• _Data under study_:
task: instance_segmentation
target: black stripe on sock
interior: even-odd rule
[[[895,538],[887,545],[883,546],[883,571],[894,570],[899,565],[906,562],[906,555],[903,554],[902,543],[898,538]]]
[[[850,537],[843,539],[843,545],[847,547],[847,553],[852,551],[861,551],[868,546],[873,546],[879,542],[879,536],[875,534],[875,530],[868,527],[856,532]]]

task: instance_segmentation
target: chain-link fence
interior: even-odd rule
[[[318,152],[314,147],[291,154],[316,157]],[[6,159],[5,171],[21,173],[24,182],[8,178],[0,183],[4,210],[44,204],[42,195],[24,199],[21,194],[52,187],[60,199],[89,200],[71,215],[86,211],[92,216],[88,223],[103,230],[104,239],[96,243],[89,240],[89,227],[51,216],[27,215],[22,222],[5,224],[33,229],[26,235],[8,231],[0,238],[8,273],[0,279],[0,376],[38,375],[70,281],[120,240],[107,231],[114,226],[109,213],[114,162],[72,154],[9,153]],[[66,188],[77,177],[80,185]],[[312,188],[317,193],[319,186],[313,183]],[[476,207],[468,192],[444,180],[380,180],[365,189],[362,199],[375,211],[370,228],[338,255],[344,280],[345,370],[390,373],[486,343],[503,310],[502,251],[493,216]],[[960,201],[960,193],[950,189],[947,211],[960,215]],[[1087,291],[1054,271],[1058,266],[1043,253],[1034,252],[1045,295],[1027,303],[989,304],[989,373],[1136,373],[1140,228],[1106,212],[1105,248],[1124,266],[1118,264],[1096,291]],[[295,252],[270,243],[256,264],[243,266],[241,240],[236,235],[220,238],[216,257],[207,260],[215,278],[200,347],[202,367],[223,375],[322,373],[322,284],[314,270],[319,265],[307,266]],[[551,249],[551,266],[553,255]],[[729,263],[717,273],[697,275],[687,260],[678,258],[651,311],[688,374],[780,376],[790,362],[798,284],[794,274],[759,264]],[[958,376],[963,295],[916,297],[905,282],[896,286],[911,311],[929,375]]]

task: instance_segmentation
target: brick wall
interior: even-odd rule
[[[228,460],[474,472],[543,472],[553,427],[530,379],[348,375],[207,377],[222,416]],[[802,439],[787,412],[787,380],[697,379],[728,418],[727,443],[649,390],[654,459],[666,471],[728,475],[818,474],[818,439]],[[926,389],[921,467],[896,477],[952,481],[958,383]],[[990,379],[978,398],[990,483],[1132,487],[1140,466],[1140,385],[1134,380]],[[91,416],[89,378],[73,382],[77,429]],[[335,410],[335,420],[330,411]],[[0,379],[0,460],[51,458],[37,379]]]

• _The problem_:
Using the entries above, give again exactly the lines from the line holding "target: black stripe on sock" through the line holding "target: chain-link fence". Include both end lines and nothing else.

• _Response for this exercise_:
target: black stripe on sock
interior: even-odd rule
[[[895,538],[887,545],[883,546],[883,571],[894,570],[899,565],[906,562],[906,555],[903,554],[902,543],[898,538]]]
[[[850,537],[843,539],[843,545],[847,547],[847,553],[852,551],[861,551],[868,546],[873,546],[879,542],[879,536],[875,534],[875,530],[868,527],[856,532]]]

task: instance_segmentation
target: chain-link fence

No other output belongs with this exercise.